- Provided text -
[BEGIN]

This post was written by NCTE member Kyle Vaughn, author of Lightning Paths: 75 Poetry Writing Exercises (NCTE, 2018).

 

Poetry can be one of the most uncomfortable genres to teach.  For many teachers, it is the genre they have had the least experience reading and writing, and analyzing it, particularly through pre-set methods, seems to check a box but never feel satisfying. For others, poetry carries an intensity that can send emotional shockwaves through the classroom, making it difficult to manage the resulting ideas and conversations. That one is difficult for me, too, though truly it is a sign that something is working, as it seems to bring the experience of the poem into being.

Having set out on a path as a poet before I even considered teaching, I confess that I brought an agenda with me to the classroom, but it’s one I have seen work time and time again. That agenda was to teach poetry through the experience of it: the beauty, the music, the physical force of it.

As a student, the analysis of poetry left me cold; frankly, I ignored it. Though this is somewhat a summary of my experience, I often relived the poetry I fell in love with in this fashion: internalizing it (emotionally rather than analytically), imitating it (trying my own writer’s hand at similar voices and images), and living it (seeing if I had or could have similar life experiences).

[END]

- Exercise requirements -
- A) In the passage about teaching poetry, list each way the writer says they relived the poetry they fell in love with.
- B) Continue the passage about teaching poetry, picking up after its final sentence.

- Provided data -
[BEGIN]

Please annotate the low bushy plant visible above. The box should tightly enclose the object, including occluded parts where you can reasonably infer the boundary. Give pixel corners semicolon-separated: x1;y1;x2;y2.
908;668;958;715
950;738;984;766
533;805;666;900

[END]

- Answers to the problems -
- A)
- Internalizing it (emotionally rather than analytically)
- Imitating it (trying their own writer's hand at similar voices and images)
- Living it (seeing if they had or could have similar life experiences)

- B)
Teaching poetry experientially has brought many of my students closer to a genre that they often felt was inaccessible to them. I remind them that poetry is not a logic puzzle to be solved—more likely, it is an illogical one not to be solved.  It is often a dream logic. It is a world to enter in and play. We draw our way through poems like “Kubla Khan.” We use manipulatives, such as cutting up each word in Seamus Heaney’s “Blackberry-Picking” and rearranging them to play with tone. We remove all the consonants from “Do not go gentle into that good night” and recite it solely as vowel sounds to hear how its power is absolutely unchanged.

And without a doubt, giving students an opportunity to write poetry is the best way to open them to its power and its potential in their personal lives. As I set out to collect many of the poetry writing exercises I have used with students over the years into my book Lightning Paths: 75 Poetry Writing Exercises, I asked myself what some of the common denominators in those lessons were.

Many of the commonalities in the exercises fell within that realm of experiencing poetry: how we experience imagery (imagery of the senses and beyond, into other types of imagery such as synesthetic); how we experience ideas that ultimately lead to inspiration (many of which come from beyond the world of words); and how we experience form (form seeming to need meaning as well as shape).

My hope for students as they explore poetry, whether reading or writing, is to maintain that connection between world and word.

My hope is that, just as I would not want them to give a cold, analytical reading to a poem, neither should they write their own poem by filling in the image of a tree because they have “learned” that about poetry, when their own experience might actually be more like that of Tim Seibles’s “First Kiss.” My hope is that they will get up and take poetry with them into their world.

One such exercise in Lightning Paths that encourages this world-and-word relationship is the “Poetry Triathlon.”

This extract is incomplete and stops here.